EXTRACTED INFORMATION:
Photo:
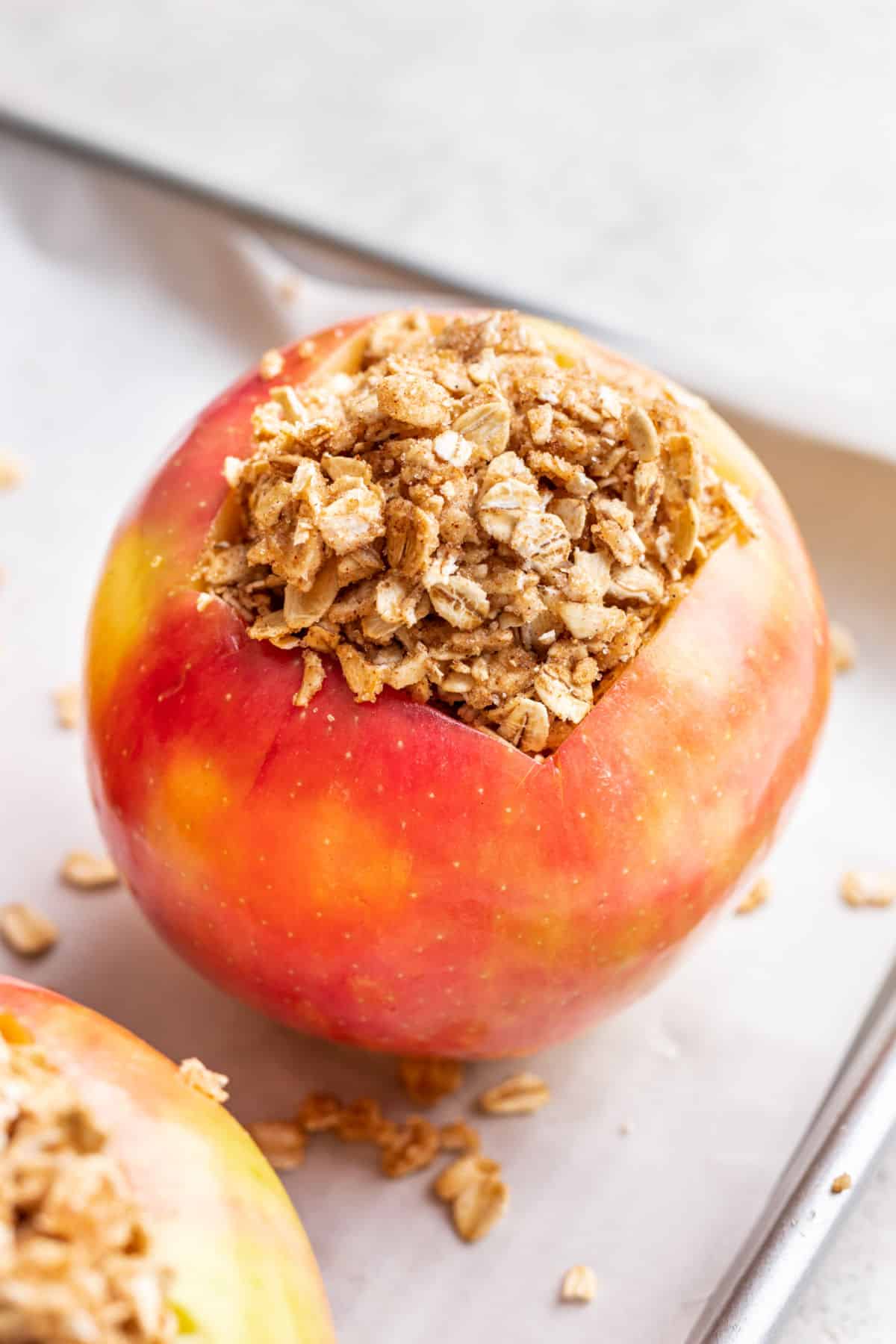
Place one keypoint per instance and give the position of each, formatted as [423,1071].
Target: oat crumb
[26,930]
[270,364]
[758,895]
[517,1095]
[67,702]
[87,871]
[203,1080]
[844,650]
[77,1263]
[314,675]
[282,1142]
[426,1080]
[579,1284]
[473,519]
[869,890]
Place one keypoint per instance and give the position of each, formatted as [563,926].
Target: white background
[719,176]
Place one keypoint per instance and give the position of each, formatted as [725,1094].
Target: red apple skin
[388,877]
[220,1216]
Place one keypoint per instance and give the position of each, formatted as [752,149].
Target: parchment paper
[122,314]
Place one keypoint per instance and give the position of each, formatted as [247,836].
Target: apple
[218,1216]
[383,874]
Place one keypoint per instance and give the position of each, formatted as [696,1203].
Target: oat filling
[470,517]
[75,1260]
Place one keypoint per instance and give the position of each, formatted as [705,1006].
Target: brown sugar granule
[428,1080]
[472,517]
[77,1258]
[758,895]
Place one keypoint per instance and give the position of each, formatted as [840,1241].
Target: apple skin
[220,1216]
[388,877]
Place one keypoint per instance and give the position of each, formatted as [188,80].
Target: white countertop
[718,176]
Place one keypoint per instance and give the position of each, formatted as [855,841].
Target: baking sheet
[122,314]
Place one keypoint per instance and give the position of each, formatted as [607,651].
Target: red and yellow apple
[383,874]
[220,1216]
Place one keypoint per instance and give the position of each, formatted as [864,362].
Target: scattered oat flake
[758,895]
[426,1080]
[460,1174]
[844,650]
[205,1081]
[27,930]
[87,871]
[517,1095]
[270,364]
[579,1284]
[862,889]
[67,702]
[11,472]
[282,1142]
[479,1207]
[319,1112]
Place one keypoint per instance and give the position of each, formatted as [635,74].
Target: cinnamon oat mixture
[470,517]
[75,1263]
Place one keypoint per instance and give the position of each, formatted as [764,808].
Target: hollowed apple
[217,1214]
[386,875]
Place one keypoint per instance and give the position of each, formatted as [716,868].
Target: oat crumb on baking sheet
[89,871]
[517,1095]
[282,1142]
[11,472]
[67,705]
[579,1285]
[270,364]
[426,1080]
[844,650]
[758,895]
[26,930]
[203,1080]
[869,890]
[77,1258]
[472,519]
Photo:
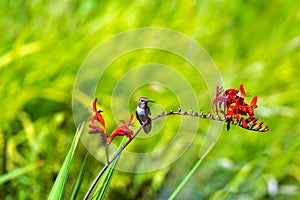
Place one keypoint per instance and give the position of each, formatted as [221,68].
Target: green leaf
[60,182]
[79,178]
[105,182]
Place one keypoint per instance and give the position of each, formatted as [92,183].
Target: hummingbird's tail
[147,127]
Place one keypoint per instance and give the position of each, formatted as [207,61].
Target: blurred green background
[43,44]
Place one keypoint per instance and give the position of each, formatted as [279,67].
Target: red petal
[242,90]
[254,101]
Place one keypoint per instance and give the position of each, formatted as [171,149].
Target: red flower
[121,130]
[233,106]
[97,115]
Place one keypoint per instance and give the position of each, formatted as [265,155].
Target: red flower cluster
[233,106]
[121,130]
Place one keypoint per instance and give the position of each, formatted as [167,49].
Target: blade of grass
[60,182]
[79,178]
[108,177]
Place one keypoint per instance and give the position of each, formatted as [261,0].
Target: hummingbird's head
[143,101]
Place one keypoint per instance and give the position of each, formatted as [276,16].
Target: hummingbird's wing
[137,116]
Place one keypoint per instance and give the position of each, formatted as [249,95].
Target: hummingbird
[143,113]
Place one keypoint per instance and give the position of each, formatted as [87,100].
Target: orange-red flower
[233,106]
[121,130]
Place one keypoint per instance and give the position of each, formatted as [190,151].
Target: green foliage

WORK TO DO:
Revise the material above, changing every "keypoint" to "point" and leaving all else as it stands. Omit the pictures from your version.

ANSWER TO THIS TASK:
Photo:
Place one point per instance and give the position of each, formatted as [423,1071].
Target: oat crumb
[26,930]
[270,364]
[758,895]
[517,1095]
[67,702]
[87,871]
[203,1080]
[844,650]
[77,1263]
[314,675]
[282,1142]
[426,1080]
[579,1284]
[473,519]
[869,890]
Place one point per instance and give the position of each, formatted as [563,926].
Target: white background
[719,176]
Place one point per instance and give the position of each, formatted as [725,1094].
Target: red apple skin
[388,877]
[220,1216]
Place one point per instance and give the position of each, formatted as [752,149].
Target: parchment paper
[122,314]
Place one point per instance and give the position of each, formatted as [247,836].
Target: apple
[218,1216]
[383,874]
Place one point per instance and give the position of each, formatted as [696,1203].
Target: oat filling
[470,517]
[75,1260]
Place one point per instance and give the position of each, formatted as [705,1006].
Target: brown sugar granule
[428,1080]
[472,517]
[77,1258]
[758,895]
Place one point per instance and give the position of each, formatted as [840,1241].
Target: apple skin
[220,1216]
[388,877]
Place one point per instance and give the position of each, formatted as [188,80].
Target: white countertop
[718,176]
Place one point per instance and give the position of each, formatted as [855,841].
Target: baking sheet
[122,314]
Place one point per instance and give the position of each, formatted as [607,651].
Target: red and yellow apple
[383,874]
[220,1216]
Place one point per instance and give the position of each, formatted as [864,362].
Target: scattered oat flake
[758,895]
[426,1080]
[460,1174]
[844,650]
[205,1081]
[27,930]
[87,871]
[517,1095]
[270,364]
[579,1284]
[862,889]
[67,702]
[11,472]
[282,1142]
[479,1207]
[319,1112]
Place one point per instance and give the position of each, formatted as [635,74].
Target: cinnamon oat mixture
[470,517]
[75,1263]
Place one point per instance and give the position of each, formatted as [764,808].
Target: hollowed apple
[217,1214]
[386,875]
Place one point per instance and give the position of each, formatted as [716,868].
Target: oat crumb on baking sheet
[89,871]
[517,1095]
[282,1142]
[11,472]
[67,705]
[579,1285]
[270,364]
[426,1080]
[844,650]
[758,895]
[26,930]
[203,1080]
[869,890]
[77,1258]
[472,519]
Photo:
Place one point per instance and give the position of each, formatted as [221,68].
Target: green leaf
[60,182]
[79,178]
[105,182]
Place one point per instance and give the position of each, formatted as [92,183].
Target: hummingbird's tail
[147,127]
Place one point per instance and give the position of each, formatted as [207,61].
Target: blurred green background
[43,44]
Place one point per instance and give the position of each, formatted as [279,67].
Target: red petal
[242,90]
[254,101]
Place one point per instance and give the position of each, formatted as [171,149].
Target: red flower
[121,130]
[233,106]
[97,115]
Place one point per instance and give the position of each, formatted as [265,155].
Target: red flower cluster
[233,106]
[121,130]
Place one point per instance and give the position of each, formatted as [167,49].
Target: blade of grass
[60,182]
[79,178]
[108,177]
Place one point per instance and give the position of each, formatted as [261,0].
Target: hummingbird's head
[143,101]
Place one point per instance and give the position of each, formatted as [276,16].
Target: hummingbird's wing
[137,116]
Place one point per instance and give the position of each, formatted as [249,95].
Target: hummingbird
[143,113]
Place one point per instance and give the position of each, formatted as [87,100].
Target: orange-red flower
[233,106]
[121,130]
Place one point per instance and give the position of each, formatted as [190,151].
Target: green foliage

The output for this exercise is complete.